* **Énoncé 1**: D'après l'extrait de décision, à quel prix le "crâne-trophée Dayak" a-t-il été vendu ?
* **Énoncé 2**: Recopiez tout le passage de l'extrait de décision, depuis "En l'espèce, il" jusqu'à "à leur vente.".
* **Énoncé 3**: Rédigez la suite de l'extrait de décision sur les objets confiés en dépôt pour leur vente, en reprenant après sa dernière phrase.

* **Texte de lecture**:
En l'espèce, il ressort du reçu versé aux débats signé par Monsieur [V] [S] que ce dernier a reçu le 15 septembre 2019 en dépôt de Monsieur [K] [G] trois objets, à savoir un "masque de sarcophage de Bornéo", une "statuette féminine du Timor" et un "crâne-trophée Dayak" en vue de procéder à leur vente.

Le "crâne-trophée Dayak" a été vendu pour le prix de 5 000 euros et Monsieur [K] [G] a reçu en règlement une somme totale de 5 500 euros (4 000 euros par virement du 27 septembre 2019 et 1 500 euros par virement du 29 octobre 2019).

En application de l'article 1915 du code civil le dépositaire qui reçoit la chose d'autrui à titre de dépôt a la charge de la garder et de la restituer en nature. L'article 1932 du même code dispose que le dépositaire doit rendre identiquement la chose même qu'il a reçue.

En application de l'article 2004 du code civil, le mandant peut révoquer le mandat quand bon lui semble.

L'article 1944 du code civil dispose que le dépôt doit être remis au déposant aussitôt qu'il le réclame, lors même que le contrat aurait fixé un délai déterminé pour la restitution ; à moins qu'il n'existe, entre les mains du dépositaire, une saisie ou une opposition à la restitution et au déplacement de la chose déposée.

Monsieur [K] [G] a demandé par courrier du 29 décembre 2019 à récupérer le "masque de sarcophage de Bornéo" et la "statuette féminine du Timor".

Monsieur [V] [S] soutient avoir vendu le "masque de sarcophage de Bornéo" sans néanmoins produire le moindre justificatif notamment une facture pour l'établir.

Il n'est par ailleurs rapporté la preuve d'aucune saisie ou opposition à la restitution et au déplacement de la chose déposée au sens de l'article 1944 précité.

* **Extraits de données**:
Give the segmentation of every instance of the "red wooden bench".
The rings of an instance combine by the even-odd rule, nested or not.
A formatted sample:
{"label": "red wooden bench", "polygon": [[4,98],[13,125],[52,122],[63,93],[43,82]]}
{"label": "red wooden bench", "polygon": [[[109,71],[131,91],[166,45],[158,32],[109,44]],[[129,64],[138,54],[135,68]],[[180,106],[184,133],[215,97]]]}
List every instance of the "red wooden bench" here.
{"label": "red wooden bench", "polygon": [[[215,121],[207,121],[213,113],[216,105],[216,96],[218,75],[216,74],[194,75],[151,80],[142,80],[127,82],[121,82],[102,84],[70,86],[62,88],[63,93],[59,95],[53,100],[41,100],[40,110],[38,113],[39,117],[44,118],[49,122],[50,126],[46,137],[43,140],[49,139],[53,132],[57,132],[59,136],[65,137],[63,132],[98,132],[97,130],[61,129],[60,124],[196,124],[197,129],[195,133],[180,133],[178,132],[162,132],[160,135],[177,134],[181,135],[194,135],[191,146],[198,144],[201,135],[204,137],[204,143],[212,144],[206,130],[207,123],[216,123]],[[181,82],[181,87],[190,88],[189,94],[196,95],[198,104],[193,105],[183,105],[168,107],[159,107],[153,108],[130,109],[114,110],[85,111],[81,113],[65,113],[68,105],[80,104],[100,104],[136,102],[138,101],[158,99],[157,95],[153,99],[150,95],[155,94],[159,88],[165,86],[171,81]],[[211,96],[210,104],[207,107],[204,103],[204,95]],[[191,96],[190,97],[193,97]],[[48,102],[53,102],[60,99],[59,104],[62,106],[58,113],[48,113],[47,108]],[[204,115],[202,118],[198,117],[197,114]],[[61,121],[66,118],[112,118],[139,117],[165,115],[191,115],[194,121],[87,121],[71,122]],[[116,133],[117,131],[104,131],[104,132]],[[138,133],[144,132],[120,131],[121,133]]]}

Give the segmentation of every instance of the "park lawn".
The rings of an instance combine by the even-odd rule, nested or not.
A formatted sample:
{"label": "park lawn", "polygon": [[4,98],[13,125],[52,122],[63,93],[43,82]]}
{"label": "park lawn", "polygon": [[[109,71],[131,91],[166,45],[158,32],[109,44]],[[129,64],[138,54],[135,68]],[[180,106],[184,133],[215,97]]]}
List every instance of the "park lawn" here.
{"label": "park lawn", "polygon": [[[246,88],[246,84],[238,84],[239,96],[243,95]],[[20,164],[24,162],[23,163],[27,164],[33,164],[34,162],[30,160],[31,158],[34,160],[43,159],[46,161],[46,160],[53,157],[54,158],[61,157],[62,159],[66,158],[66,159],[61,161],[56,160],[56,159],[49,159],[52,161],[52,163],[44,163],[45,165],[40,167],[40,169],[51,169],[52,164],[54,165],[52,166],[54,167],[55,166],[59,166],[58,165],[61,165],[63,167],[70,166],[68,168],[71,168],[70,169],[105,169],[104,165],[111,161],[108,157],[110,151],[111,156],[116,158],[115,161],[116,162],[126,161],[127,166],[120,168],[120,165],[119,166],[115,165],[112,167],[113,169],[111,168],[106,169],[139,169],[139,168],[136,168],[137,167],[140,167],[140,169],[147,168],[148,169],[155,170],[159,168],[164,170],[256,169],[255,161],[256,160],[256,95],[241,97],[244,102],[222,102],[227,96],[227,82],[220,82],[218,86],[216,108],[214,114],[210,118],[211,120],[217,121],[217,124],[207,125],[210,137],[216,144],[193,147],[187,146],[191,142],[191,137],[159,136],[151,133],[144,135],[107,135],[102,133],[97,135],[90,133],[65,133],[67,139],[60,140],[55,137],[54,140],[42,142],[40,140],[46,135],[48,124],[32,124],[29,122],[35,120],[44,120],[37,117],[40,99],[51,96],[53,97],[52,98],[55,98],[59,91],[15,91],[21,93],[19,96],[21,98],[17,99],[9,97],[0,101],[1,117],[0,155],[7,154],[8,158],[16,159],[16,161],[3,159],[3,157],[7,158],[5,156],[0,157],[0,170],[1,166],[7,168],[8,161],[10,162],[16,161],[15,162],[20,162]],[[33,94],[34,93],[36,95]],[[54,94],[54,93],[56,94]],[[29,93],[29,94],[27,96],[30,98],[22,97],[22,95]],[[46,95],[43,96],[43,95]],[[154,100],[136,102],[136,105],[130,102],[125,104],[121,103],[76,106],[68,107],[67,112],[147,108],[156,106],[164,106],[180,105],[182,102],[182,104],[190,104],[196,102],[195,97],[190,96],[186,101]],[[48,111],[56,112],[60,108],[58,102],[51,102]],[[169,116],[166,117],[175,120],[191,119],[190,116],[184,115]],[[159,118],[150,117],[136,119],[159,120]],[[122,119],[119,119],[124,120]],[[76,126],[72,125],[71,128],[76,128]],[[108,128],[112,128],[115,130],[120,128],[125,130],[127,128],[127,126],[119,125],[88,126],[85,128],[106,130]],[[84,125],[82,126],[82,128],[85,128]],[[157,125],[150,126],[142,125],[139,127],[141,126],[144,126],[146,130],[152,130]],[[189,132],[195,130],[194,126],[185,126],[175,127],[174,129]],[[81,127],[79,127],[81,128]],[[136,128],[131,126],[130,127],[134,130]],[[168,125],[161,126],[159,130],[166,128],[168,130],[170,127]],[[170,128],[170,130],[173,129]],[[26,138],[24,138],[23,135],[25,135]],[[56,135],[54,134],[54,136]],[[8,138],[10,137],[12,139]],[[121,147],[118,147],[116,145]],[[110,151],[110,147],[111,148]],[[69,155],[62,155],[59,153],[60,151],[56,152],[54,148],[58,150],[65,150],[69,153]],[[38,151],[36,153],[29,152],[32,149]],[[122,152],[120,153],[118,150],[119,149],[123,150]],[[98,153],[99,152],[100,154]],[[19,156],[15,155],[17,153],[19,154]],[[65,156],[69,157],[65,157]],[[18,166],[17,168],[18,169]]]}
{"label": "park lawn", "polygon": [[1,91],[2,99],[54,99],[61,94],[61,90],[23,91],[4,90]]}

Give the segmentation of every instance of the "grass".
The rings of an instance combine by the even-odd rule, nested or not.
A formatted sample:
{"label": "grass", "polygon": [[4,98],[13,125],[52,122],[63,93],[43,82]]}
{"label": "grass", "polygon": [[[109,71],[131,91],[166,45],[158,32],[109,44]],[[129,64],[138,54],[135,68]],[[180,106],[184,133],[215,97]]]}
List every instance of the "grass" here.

* **Réponse rédigée 1**: Il a été vendu 5 000 euros.

* **Réponse rédigée 2**:
En l'espèce, il ressort du reçu versé aux débats signé par Monsieur [V] [S] que ce dernier a reçu le 15 septembre 2019 en dépôt de Monsieur [K] [G] trois objets, à savoir un "masque de sarcophage de Bornéo", une "statuette féminine du Timor" et un "crâne-trophée Dayak" en vue de procéder à leur vente.

* **Réponse rédigée 3**:
Il convient en conséquence de faire droit à la demande de restitution et d'enjoindre Monsieur [V] [S] de restituer le "masque de sarcophage de Bornéo" et la "statuette féminine du Timor", dans le délai d'un mois à compter de la signification de la décision et sous astreinte provisoire de 150 euros par jour de retard passé ce délai pendant une durée de trois mois.

L'article 1943 du code civil dispose que si le contrat ne désigne point le lieu de la restitution, elle doit être faite dans le lieu même du dépôt.

Le reçu signé le 15 septembre 2019 ne mentionne pas le lieu de restitution.

L'échange des pièces ayant été réalisée à [Localité 3], à défaut de dispositions contraires pouvant être convenues entre les parties, la restitution aura donc lieu dans cette ville à l'adresse où se domicilie Monsieur [V] [S], à savoir la Galerie Loft, [Adresse 2].

L'article 1352 du code civil dispose que la restitution d'une chose autre que d'une somme d'argent a lieu en nature ou, lorsque cela est impossible, en valeur, estimée au jour de la restitution.

Si la restitution du "masque de sarcophage de Bornéo" s'avère impossible, Monsieur [V] [S] devra donc payer à Monsieur [K] [G] la somme correspondante à la valeur de cet objet.

À cet égard, Monsieur [V] [S] prétend que Monsieur [K] [G] aurait modifié le prix sur le reçu, selon lui de 7 500 euros, en transformant le 7 en 8.

Or, aucun ajout n'apparaît par transparence sur ce reçu communiqué en original.

À défaut de restitution en nature du "masque de sarcophage de Bornéo", Monsieur [V] [S] devra donc payer à Monsieur [K] [G] la somme de 8 500 euros.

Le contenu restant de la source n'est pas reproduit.